→ Region labeling entries
##########

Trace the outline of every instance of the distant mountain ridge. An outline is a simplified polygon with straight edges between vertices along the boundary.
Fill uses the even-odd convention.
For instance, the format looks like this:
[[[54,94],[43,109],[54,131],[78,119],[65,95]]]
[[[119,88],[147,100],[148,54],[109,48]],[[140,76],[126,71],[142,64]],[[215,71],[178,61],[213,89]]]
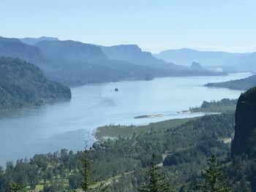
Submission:
[[[170,69],[173,64],[156,58],[150,52],[142,51],[137,45],[99,46],[108,58],[158,69]]]
[[[70,89],[47,79],[34,64],[0,57],[0,110],[40,105],[45,99],[71,99]]]
[[[142,51],[138,45],[102,47],[45,38],[48,37],[32,38],[37,42],[31,45],[18,39],[1,37],[0,55],[17,57],[33,63],[51,80],[69,86],[151,80],[157,77],[220,74],[165,62],[154,58],[151,53]],[[42,39],[42,41],[38,41]]]
[[[206,85],[208,87],[227,88],[236,90],[247,90],[250,88],[256,86],[256,74],[241,80],[207,83]]]
[[[42,53],[39,48],[25,44],[15,38],[0,37],[0,56],[20,58],[38,64],[44,63]]]
[[[167,50],[154,54],[156,58],[176,64],[189,66],[192,62],[198,62],[204,66],[229,66],[237,59],[249,53],[231,53],[221,51],[200,51],[189,48]]]
[[[49,41],[49,42],[59,41],[59,39],[57,37],[41,37],[39,38],[26,37],[26,38],[20,38],[19,39],[22,41],[23,43],[29,44],[31,45],[41,41]]]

##########

→ WHAT YOU NEED TO DO
Reproduce all of the data exactly; the pictures do not belong in the copy.

→ FINAL ANSWER
Trace the outline of every instance of the distant mountain ridge. An outline is a simplified polygon with straight edges between vertices along the boundary.
Fill uses the even-odd convention.
For instance, the format looks like this:
[[[54,94],[43,109],[54,131],[78,119],[65,95]]]
[[[119,88],[147,100],[148,54],[109,48]],[[140,76],[126,71],[142,64]],[[215,71],[178,61],[213,89]]]
Submission:
[[[170,69],[173,64],[156,58],[150,52],[142,51],[137,45],[99,46],[108,58],[158,69]]]
[[[70,89],[47,79],[34,64],[0,57],[0,110],[40,105],[45,99],[71,99]]]
[[[142,51],[138,45],[102,47],[45,38],[48,37],[32,38],[37,42],[31,45],[18,39],[1,37],[0,55],[17,57],[33,63],[51,80],[69,86],[151,80],[157,77],[220,74],[165,62],[154,58],[151,53]],[[42,39],[42,41],[38,41]]]
[[[206,85],[208,87],[227,88],[236,90],[247,90],[250,88],[256,86],[256,74],[241,80],[207,83]]]
[[[42,53],[39,48],[25,44],[15,38],[0,37],[0,56],[20,58],[38,64],[44,63]]]
[[[167,50],[154,54],[156,58],[176,64],[189,66],[192,62],[198,62],[204,66],[229,66],[237,59],[249,53],[231,53],[221,51],[200,51],[189,48]]]
[[[49,41],[49,42],[59,41],[59,39],[57,37],[41,37],[39,38],[26,37],[26,38],[20,38],[19,39],[22,41],[23,43],[29,44],[31,45],[41,41]]]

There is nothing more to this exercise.